== Available records
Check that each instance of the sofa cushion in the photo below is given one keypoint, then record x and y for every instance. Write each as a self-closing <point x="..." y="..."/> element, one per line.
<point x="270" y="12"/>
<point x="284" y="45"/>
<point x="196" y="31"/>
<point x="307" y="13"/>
====
Please turn every line of the listing above into a numbered list, leaving out any blank lines.

1. Check that each instance of the sofa cushion in the photo below is given one keypoint, then record x and y for every instance. Write each as a self-closing <point x="..." y="..."/> element, one per line.
2. <point x="270" y="12"/>
3. <point x="284" y="45"/>
4. <point x="196" y="31"/>
5. <point x="307" y="13"/>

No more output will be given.